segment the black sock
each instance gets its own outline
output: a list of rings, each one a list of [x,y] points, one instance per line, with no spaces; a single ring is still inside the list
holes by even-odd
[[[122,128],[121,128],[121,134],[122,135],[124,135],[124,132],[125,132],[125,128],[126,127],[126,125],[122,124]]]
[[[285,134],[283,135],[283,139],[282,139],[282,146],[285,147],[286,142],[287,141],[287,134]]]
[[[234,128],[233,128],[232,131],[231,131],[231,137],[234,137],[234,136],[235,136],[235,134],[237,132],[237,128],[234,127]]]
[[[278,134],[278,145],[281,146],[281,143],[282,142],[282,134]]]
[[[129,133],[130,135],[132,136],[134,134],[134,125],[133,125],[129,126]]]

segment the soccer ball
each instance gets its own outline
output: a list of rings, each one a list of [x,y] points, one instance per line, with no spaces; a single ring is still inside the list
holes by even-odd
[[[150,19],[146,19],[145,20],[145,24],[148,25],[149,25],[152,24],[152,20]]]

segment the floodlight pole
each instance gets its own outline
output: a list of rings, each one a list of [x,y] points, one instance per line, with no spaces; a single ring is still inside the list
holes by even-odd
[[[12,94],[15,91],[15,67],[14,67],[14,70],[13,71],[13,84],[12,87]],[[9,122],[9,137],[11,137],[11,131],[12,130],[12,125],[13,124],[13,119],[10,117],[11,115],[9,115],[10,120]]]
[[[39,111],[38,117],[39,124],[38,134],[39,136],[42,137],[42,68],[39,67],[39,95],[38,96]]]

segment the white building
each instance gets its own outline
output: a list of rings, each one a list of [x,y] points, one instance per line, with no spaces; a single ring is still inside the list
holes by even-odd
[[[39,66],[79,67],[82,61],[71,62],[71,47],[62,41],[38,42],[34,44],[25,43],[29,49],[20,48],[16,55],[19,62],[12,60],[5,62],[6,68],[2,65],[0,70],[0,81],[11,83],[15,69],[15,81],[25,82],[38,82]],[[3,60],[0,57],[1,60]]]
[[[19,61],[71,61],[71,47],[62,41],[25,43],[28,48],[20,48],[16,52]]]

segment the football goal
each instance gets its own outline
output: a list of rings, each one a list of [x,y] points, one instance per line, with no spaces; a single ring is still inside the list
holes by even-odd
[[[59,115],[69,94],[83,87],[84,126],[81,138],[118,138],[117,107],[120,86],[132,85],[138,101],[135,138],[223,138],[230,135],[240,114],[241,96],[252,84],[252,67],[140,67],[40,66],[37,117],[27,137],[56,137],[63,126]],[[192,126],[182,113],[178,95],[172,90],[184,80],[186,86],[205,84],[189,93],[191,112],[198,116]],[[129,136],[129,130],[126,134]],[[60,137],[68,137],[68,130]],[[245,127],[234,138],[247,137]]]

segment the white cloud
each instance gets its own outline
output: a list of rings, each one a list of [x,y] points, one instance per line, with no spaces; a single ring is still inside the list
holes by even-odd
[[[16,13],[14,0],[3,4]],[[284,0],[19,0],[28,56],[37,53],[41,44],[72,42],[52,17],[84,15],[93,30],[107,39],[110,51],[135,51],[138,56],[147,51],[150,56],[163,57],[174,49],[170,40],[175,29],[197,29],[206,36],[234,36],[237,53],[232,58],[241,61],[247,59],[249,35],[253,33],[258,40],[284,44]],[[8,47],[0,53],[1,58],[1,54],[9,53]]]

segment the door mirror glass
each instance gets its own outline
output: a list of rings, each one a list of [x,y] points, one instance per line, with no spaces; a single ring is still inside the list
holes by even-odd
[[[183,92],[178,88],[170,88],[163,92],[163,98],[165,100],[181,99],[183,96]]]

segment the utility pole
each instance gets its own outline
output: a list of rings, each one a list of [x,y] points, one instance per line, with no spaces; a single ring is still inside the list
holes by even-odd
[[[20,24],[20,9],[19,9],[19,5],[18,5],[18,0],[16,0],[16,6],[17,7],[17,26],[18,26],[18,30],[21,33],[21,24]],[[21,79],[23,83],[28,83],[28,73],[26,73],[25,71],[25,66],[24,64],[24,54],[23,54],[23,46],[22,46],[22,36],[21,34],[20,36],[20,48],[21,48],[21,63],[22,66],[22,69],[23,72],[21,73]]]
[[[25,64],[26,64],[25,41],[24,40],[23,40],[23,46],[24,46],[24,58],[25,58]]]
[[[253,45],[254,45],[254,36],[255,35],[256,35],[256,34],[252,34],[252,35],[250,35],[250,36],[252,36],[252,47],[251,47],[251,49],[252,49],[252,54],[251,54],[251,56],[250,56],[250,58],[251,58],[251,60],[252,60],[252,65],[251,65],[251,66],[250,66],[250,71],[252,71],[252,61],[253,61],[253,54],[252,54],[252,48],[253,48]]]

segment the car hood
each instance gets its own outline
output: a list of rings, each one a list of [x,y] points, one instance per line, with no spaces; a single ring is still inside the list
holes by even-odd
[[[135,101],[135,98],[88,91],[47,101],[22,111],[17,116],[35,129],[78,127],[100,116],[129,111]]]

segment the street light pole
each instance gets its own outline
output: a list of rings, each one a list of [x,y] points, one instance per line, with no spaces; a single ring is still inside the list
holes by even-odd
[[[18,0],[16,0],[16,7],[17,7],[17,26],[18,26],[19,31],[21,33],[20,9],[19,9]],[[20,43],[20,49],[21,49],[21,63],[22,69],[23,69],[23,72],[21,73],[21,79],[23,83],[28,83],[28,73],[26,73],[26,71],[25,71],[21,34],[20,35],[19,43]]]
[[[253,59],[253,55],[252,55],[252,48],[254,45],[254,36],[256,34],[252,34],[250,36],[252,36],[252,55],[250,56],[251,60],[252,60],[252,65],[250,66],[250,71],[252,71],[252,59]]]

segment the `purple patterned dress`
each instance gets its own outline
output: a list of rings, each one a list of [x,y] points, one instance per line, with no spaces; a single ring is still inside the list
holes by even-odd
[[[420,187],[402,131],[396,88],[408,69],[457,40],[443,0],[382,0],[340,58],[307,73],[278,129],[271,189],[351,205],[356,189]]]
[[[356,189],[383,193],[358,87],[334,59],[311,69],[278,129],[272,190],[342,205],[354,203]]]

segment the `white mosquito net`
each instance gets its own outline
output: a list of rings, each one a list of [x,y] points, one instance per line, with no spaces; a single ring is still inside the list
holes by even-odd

What this task involves:
Transcribe each entry exactly.

Written response:
segment the black sock
each instance gets its own outline
output: a list of rings, each one a list of [x,y] points, one instance per line, with no spaces; a single ring is still inside the list
holes by even-odd
[[[122,128],[121,128],[121,134],[122,135],[124,135],[124,132],[125,132],[125,128],[126,127],[126,125],[122,124]]]
[[[285,134],[283,135],[283,139],[282,139],[282,146],[285,147],[286,142],[287,141],[287,134]]]
[[[234,128],[233,128],[232,131],[231,131],[231,137],[234,137],[234,136],[235,136],[235,134],[237,132],[237,128],[234,127]]]
[[[278,134],[278,145],[281,146],[281,143],[282,142],[282,134]]]
[[[129,133],[130,135],[132,136],[134,134],[134,125],[133,125],[129,126]]]

segment the soccer ball
each instance gets its own outline
output: a list of rings, each one a list of [x,y] points, one instance per line, with no spaces; a single ring is still inside the list
holes by even-odd
[[[150,19],[146,19],[145,20],[145,24],[148,25],[149,25],[152,24],[152,20]]]

segment the floodlight pole
each instance gets its own outline
output: a list of rings, each one a list of [x,y] points, one instance per line, with no spaces; a single ring is still inside the list
holes by even-odd
[[[12,94],[15,91],[15,67],[14,67],[14,70],[13,71],[13,84],[12,87]],[[9,122],[9,137],[11,137],[11,131],[12,130],[12,125],[13,124],[13,119],[10,117],[11,115],[9,115],[10,120]]]
[[[39,111],[38,117],[39,124],[38,134],[39,136],[42,137],[42,68],[39,67],[39,95],[38,96]]]

segment the white building
each instance gets its own outline
output: a list of rings, each one a list of [x,y] points, one instance per line, with no spaces; a single ring is still inside the list
holes by even-odd
[[[39,66],[79,67],[82,61],[71,62],[71,47],[62,41],[38,42],[34,44],[25,43],[29,49],[20,48],[16,55],[19,62],[12,60],[5,62],[6,68],[2,65],[0,70],[0,81],[11,83],[15,69],[15,81],[25,82],[38,82]],[[3,60],[0,57],[1,60]]]
[[[19,61],[71,61],[71,47],[62,41],[25,43],[28,48],[20,48],[16,52]]]

segment the football goal
each instance gets its own outline
output: a list of rings, each one a list of [x,y] points, one instance per line, with no spaces; a single ring is still inside the list
holes by even-odd
[[[59,115],[69,94],[83,87],[84,126],[81,138],[118,138],[117,107],[120,86],[132,85],[138,101],[135,138],[223,138],[230,135],[240,114],[241,96],[252,84],[252,67],[140,67],[40,66],[37,117],[27,137],[56,137],[63,126]],[[192,126],[182,113],[178,95],[172,90],[184,80],[186,86],[205,84],[189,93],[191,112],[198,116]],[[129,136],[129,130],[126,134]],[[60,137],[68,137],[68,130]],[[245,127],[234,138],[247,137]]]

segment the white cloud
each instance gets its own outline
output: a list of rings, each one a list of [x,y] points, one instance per line, with no spaces; a single ring is still inside the list
holes by even-odd
[[[16,13],[14,0],[3,4]],[[284,0],[19,0],[28,56],[37,53],[41,44],[72,42],[52,17],[84,15],[93,30],[107,39],[110,51],[135,51],[138,56],[147,51],[150,56],[163,57],[174,49],[170,40],[175,29],[197,29],[206,36],[234,36],[237,53],[232,58],[241,61],[247,59],[249,35],[253,33],[258,40],[284,44]],[[8,47],[0,53],[1,58],[1,54],[9,53]]]

segment the door mirror glass
each instance gets its own outline
output: a list of rings, each one a list of [x,y] points, one instance per line, with no spaces; a single ring is still inside the list
holes by even-odd
[[[183,92],[178,88],[170,88],[163,92],[163,98],[165,100],[181,99],[183,96]]]

segment the utility pole
each instance gets its own outline
output: a list of rings, each one a list of [x,y] points, one instance per line, with no spaces; a single ring is still inside the list
holes by even-odd
[[[20,24],[20,9],[19,9],[19,5],[18,5],[18,0],[16,0],[16,6],[17,7],[17,26],[18,26],[18,30],[21,33],[21,24]],[[21,79],[23,83],[28,83],[28,73],[26,73],[25,71],[25,66],[24,64],[24,54],[23,54],[23,46],[22,46],[22,36],[21,34],[20,36],[20,48],[21,48],[21,63],[22,66],[22,69],[23,72],[21,73]]]
[[[25,64],[26,64],[25,41],[24,40],[23,40],[23,46],[24,46],[24,58],[25,58]]]
[[[253,45],[254,45],[254,36],[255,35],[256,35],[256,34],[252,34],[252,35],[250,35],[250,36],[252,36],[252,47],[251,47],[251,49],[252,49],[252,54],[251,54],[251,56],[250,56],[250,58],[251,58],[251,60],[252,60],[252,65],[251,65],[251,66],[250,66],[250,71],[252,71],[252,61],[253,61],[253,54],[252,54],[252,48],[253,48]]]

segment the car hood
each instance gets its own outline
output: a list of rings, each one a list of [x,y] points, one instance per line, with no spaces; a single ring is still inside the list
holes by even-odd
[[[135,101],[135,98],[88,91],[47,101],[22,111],[17,116],[35,129],[78,127],[100,116],[129,111]]]

segment the street light pole
each instance gets its own outline
output: a list of rings, each one a list of [x,y] points, one instance per line, with no spaces; a single ring is still inside the list
holes by even-odd
[[[18,0],[16,0],[16,7],[17,7],[17,26],[18,26],[19,31],[21,33],[20,9],[19,9]],[[20,43],[20,49],[21,49],[21,63],[22,69],[23,69],[23,72],[21,73],[21,79],[23,83],[28,83],[28,73],[26,73],[26,71],[25,71],[21,34],[20,35],[19,43]]]
[[[253,59],[253,55],[252,55],[252,48],[254,45],[254,36],[256,34],[252,34],[250,36],[252,36],[252,55],[250,56],[251,60],[252,60],[252,65],[250,66],[250,71],[252,71],[252,59]]]

segment the `purple patterned dress`
each instance gets its own outline
output: a list of rings, each one a list of [x,y] points, one instance per line, with no spaces; a single ring is still inside the list
holes by even-odd
[[[420,187],[402,131],[396,88],[408,69],[457,40],[443,0],[382,0],[340,58],[307,73],[278,129],[271,189],[351,205],[356,189]]]
[[[356,189],[383,193],[358,87],[334,59],[311,69],[278,129],[272,190],[342,205],[354,203]]]

segment the `white mosquito net`
each instance gets its own outline
output: a list of rings, each one a list of [x,y] points, one instance per line, with no spaces; a single ring is still inside the list
holes by even-odd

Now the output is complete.